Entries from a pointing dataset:
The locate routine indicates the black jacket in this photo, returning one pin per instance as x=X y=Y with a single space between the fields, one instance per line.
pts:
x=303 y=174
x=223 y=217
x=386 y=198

> **Short exercise**:
Please turn the lines of every row above into a numbered list, leaving out any blank lines.

> **Finished exercise**:
1. The locate routine indicates the black jacket in this photo, returning one pin per instance as x=X y=Y with a single space between the fields, one instance per line.
2. pts:
3. x=303 y=174
4. x=223 y=217
5. x=386 y=198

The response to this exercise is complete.